-- EXERCISE REQUIREMENTS --
Report each line in the records below that contains the string "flower", treating uppercase and lowercase letters as different.

-- MATERIAL FOR THIS EXERCISE --

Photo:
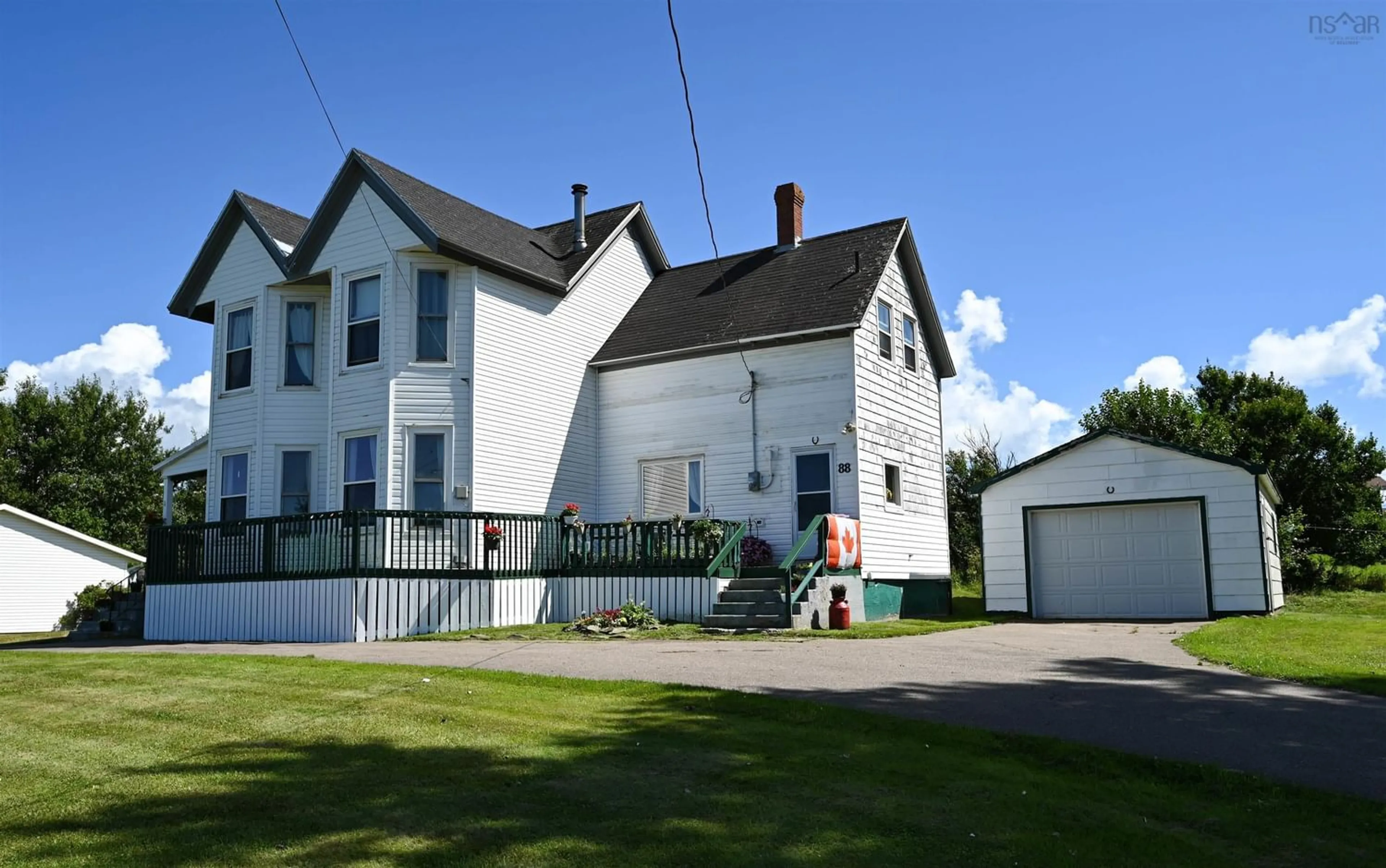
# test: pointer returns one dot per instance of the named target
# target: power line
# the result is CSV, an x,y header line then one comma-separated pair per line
x,y
404,279
702,183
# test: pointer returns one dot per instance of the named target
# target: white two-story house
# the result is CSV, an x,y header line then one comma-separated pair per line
x,y
404,349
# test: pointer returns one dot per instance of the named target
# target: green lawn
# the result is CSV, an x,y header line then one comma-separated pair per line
x,y
10,639
1335,639
219,760
968,613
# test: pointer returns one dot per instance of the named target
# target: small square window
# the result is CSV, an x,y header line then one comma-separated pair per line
x,y
884,327
893,485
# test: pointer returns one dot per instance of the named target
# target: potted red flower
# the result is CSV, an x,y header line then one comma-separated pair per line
x,y
493,535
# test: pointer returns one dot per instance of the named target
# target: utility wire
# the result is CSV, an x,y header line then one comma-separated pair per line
x,y
707,210
404,279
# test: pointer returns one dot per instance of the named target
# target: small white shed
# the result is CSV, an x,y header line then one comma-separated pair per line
x,y
43,565
1119,527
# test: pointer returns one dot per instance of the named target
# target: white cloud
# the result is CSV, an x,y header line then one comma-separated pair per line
x,y
127,358
1025,423
1159,373
1315,356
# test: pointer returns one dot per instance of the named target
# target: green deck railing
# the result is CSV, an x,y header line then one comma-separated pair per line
x,y
400,543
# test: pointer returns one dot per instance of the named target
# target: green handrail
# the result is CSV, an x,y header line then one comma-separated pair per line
x,y
811,532
732,542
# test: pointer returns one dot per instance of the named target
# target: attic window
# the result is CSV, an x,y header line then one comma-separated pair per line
x,y
884,323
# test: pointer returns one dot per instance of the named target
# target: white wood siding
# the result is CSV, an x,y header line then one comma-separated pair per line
x,y
371,610
359,396
42,570
292,611
433,396
536,443
899,421
1133,471
242,276
692,408
1272,542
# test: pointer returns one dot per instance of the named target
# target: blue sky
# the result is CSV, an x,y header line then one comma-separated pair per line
x,y
1112,182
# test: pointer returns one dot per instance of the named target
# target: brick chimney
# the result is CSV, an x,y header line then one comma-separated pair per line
x,y
789,216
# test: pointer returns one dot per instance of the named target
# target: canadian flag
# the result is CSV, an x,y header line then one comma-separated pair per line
x,y
845,542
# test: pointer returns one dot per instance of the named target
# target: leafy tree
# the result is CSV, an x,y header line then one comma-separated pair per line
x,y
965,468
84,457
1165,415
1317,463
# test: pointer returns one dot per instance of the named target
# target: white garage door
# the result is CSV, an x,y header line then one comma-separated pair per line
x,y
1138,561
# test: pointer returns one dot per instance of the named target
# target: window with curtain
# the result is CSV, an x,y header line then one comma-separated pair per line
x,y
240,329
295,484
674,486
235,484
429,473
911,359
359,474
300,330
432,342
364,320
884,327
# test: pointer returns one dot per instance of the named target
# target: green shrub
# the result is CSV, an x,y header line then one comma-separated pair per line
x,y
84,605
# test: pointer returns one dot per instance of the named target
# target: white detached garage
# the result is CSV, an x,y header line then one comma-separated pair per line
x,y
1119,527
43,565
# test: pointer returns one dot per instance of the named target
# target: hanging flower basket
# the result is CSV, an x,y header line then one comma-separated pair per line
x,y
493,535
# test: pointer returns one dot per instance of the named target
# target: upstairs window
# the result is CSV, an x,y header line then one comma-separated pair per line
x,y
432,342
429,482
884,320
359,477
240,329
300,327
893,494
295,484
364,320
908,345
670,488
235,486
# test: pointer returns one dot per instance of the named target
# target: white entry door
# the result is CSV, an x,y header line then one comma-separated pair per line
x,y
1133,561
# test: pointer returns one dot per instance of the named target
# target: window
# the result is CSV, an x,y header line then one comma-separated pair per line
x,y
295,484
813,486
235,486
884,320
359,477
300,329
429,477
432,342
911,359
240,327
893,489
671,486
364,320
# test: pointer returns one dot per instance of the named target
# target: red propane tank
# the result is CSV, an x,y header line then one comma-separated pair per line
x,y
839,615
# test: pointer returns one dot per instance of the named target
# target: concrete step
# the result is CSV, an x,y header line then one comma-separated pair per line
x,y
764,596
744,622
750,608
762,572
756,585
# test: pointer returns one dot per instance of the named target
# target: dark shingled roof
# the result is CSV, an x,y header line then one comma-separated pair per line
x,y
545,251
814,286
280,223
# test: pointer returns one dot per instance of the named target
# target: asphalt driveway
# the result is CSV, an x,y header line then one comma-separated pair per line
x,y
1116,686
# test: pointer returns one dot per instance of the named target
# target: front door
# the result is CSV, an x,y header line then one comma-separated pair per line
x,y
813,488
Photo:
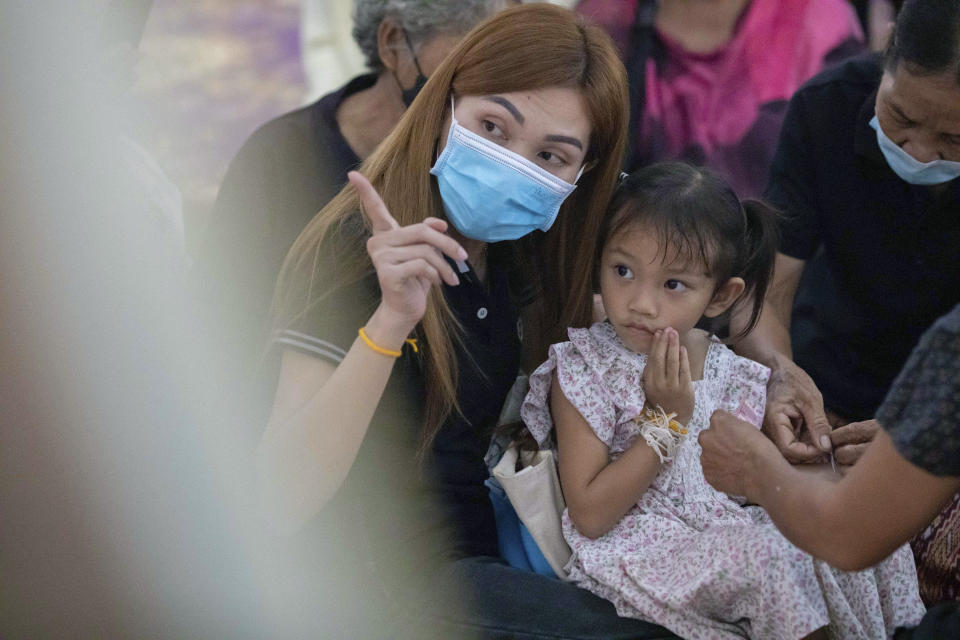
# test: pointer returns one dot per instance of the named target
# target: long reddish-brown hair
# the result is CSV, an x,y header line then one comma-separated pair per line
x,y
523,48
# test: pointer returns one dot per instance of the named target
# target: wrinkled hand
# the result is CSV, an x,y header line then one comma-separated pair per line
x,y
851,440
666,378
408,260
794,419
730,448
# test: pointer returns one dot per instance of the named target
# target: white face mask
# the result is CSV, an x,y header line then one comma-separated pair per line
x,y
909,168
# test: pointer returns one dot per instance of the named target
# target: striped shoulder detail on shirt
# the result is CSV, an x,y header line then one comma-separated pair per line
x,y
310,344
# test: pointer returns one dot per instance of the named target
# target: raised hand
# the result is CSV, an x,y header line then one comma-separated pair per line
x,y
408,260
666,378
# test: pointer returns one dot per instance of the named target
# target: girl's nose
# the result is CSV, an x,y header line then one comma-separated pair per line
x,y
644,302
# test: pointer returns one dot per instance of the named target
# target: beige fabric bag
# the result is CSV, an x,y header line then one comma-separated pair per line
x,y
535,494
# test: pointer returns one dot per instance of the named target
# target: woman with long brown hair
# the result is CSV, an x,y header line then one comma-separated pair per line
x,y
398,314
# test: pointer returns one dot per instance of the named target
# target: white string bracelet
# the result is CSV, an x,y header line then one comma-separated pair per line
x,y
661,431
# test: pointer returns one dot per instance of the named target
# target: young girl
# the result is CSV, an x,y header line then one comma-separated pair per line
x,y
628,398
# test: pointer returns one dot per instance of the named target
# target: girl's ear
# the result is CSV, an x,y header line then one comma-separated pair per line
x,y
725,295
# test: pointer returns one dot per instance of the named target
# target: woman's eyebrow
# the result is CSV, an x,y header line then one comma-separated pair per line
x,y
565,139
506,104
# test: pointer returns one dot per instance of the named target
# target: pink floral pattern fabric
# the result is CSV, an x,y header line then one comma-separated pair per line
x,y
687,557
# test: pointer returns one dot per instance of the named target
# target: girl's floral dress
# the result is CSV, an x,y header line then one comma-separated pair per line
x,y
687,557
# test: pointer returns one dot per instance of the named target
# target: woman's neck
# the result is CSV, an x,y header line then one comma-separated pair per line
x,y
366,117
700,26
476,252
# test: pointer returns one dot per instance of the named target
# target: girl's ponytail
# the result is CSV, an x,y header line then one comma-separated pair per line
x,y
758,254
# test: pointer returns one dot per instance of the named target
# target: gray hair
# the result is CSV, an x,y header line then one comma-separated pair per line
x,y
422,20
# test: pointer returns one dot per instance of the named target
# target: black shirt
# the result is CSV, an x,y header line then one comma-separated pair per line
x,y
882,254
411,515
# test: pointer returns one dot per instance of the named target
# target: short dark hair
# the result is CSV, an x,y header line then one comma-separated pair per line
x,y
926,37
697,211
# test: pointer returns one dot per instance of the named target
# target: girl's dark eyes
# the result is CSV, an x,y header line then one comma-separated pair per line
x,y
675,285
551,158
490,127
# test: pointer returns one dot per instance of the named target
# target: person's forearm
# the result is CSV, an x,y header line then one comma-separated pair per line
x,y
307,451
857,521
614,490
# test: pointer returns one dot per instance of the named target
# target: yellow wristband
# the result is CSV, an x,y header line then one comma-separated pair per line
x,y
386,352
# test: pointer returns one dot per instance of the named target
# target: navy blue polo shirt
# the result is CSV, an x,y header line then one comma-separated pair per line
x,y
882,254
408,514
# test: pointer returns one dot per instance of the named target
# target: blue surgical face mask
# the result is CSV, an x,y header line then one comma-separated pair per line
x,y
911,169
490,193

-- SOLUTION BELOW --
# target: potted red flower
# target: hanging flower basket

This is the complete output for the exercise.